§ SELECTED PASSAGE
This study was approved by the Liège University Hospital ethics committee. Signed informed consent was obtained from patients as soon as they entered the asthma clinic. They agreed to allow their clinical data and the health outcomes they reported in the routine setting to be used for research purpose.

Study parameters

Asthma symptoms intensity scales

The intensity levels of the five classic asthma symptoms (wheezing, dyspnoea, cough, sputum production and chest tightness) [20] were measured using Likert scales that extend over five levels (from 0 to 4), where level 0 means that the symptom is not present and level 4 expresses the greatest intensity of the symptom concerned.

Demographic and disease characteristics

Demographic characteristics were age, gender, atopy, smoking status and body mass index (BMI). Atopy was defined by a positive IgE test (>0.35 kU·L⁻¹) to one or more common aeroallergens from our area (grass pollen, tree pollen, cat, dog, moulds and house dust mite). Smoking status was divided in three categories: never-smoker, ex-smoker (quit smoking at least 6 months previously) and current smoker.

§ RECORD EXCERPTS
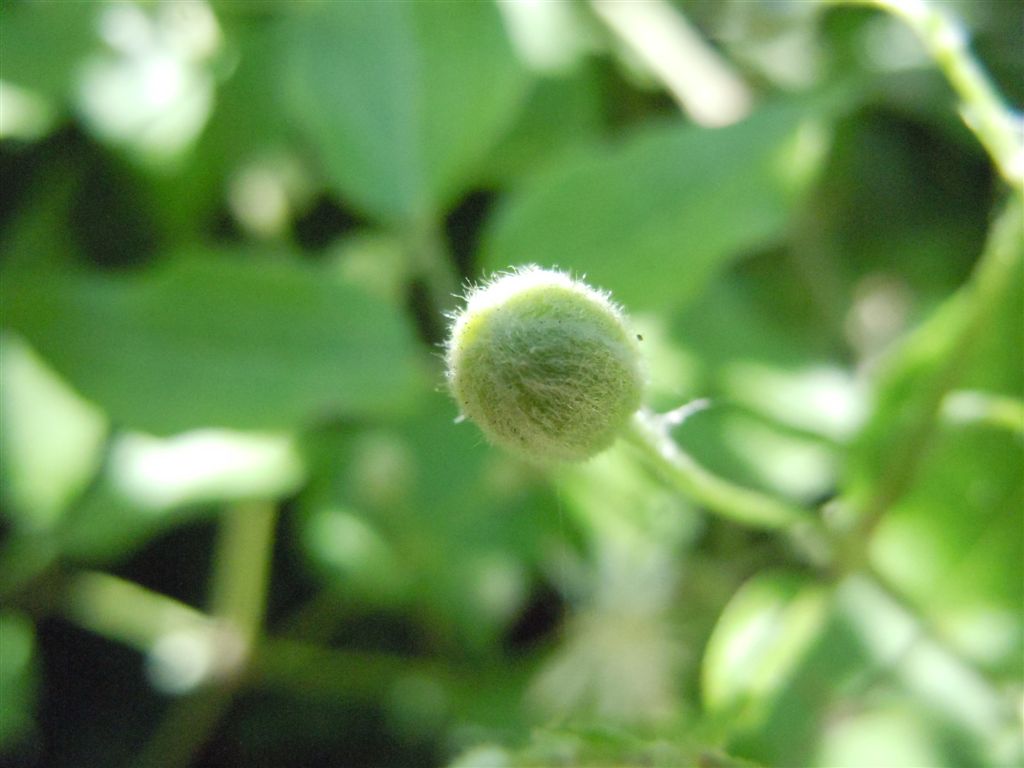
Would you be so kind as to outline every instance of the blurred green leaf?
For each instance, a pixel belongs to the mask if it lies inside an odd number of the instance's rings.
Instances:
[[[703,658],[703,696],[712,713],[758,724],[803,660],[828,617],[827,591],[793,573],[748,582],[719,618]]]
[[[287,429],[393,413],[417,382],[386,303],[253,256],[175,259],[135,275],[8,270],[3,322],[121,426]]]
[[[0,613],[0,757],[10,756],[33,726],[36,633],[26,616]]]
[[[526,79],[492,3],[313,3],[288,19],[286,99],[341,195],[391,222],[464,189]]]
[[[635,309],[691,300],[730,259],[783,233],[820,160],[818,117],[774,104],[729,128],[668,123],[573,153],[513,194],[484,266],[569,268]]]
[[[71,97],[76,66],[97,45],[92,26],[100,7],[99,3],[3,3],[3,79],[62,105]]]
[[[873,504],[884,513],[871,550],[880,569],[965,652],[1019,674],[1024,444],[985,423],[939,422],[950,386],[1024,395],[1016,216],[998,224],[993,245],[1004,237],[1004,250],[988,262],[996,269],[950,298],[885,361],[872,413],[851,447],[845,490],[854,509]],[[980,629],[993,623],[1002,629]]]
[[[12,334],[0,337],[0,421],[6,511],[38,532],[97,470],[106,422]]]
[[[598,80],[591,70],[539,78],[519,116],[492,150],[484,169],[492,183],[514,183],[524,173],[552,162],[601,135]]]

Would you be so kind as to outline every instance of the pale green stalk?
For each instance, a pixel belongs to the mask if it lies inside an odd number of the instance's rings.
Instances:
[[[826,0],[871,5],[901,18],[959,98],[959,112],[988,152],[1002,177],[1020,194],[1024,188],[1024,118],[1015,114],[968,47],[962,22],[928,0]]]

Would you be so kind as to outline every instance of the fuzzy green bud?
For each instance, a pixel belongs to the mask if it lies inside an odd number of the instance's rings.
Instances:
[[[463,415],[532,461],[578,461],[608,447],[643,394],[640,349],[622,310],[537,266],[469,293],[446,361]]]

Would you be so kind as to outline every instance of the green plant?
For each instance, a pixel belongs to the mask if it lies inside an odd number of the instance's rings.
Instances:
[[[0,763],[1020,764],[1022,13],[4,3]]]
[[[454,317],[447,379],[495,442],[538,463],[586,459],[640,407],[640,350],[608,297],[527,266],[466,297]]]

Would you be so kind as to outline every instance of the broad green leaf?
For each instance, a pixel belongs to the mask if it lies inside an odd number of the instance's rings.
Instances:
[[[573,153],[513,194],[484,266],[561,266],[633,309],[681,304],[783,233],[820,158],[813,118],[774,104],[729,128],[669,123]]]
[[[399,409],[394,308],[285,260],[208,254],[127,276],[8,270],[3,323],[124,427],[274,430]]]
[[[10,334],[0,337],[0,421],[7,510],[44,530],[98,468],[106,422]]]
[[[309,3],[290,11],[285,99],[347,201],[435,217],[512,119],[525,76],[493,3]]]
[[[486,180],[513,182],[523,173],[552,162],[601,131],[598,79],[591,70],[538,79],[516,121],[488,155]]]

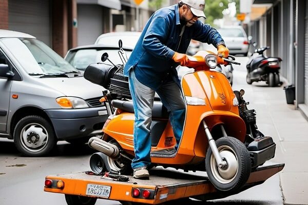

§ LIST OF TASKS
(a) Extract word for word the part of the asthma study passage that opens with the words containing "Demographic and disease" and closes with "and current smoker.".
(b) In the asthma study passage, how many levels do the Likert scales for symptom intensity cover?
The items are separate material from the asthma study passage.

§ RESPONSES
(a)
Demographic and disease characteristics

Demographic characteristics were age, gender, atopy, smoking status and body mass index (BMI). Atopy was defined by a positive IgE test (>0.35 kU·L⁻¹) to one or more common aeroallergens from our area (grass pollen, tree pollen, cat, dog, moulds and house dust mite). Smoking status was divided in three categories: never-smoker, ex-smoker (quit smoking at least 6 months previously) and current smoker.

(b) Five levels, from 0 to 4.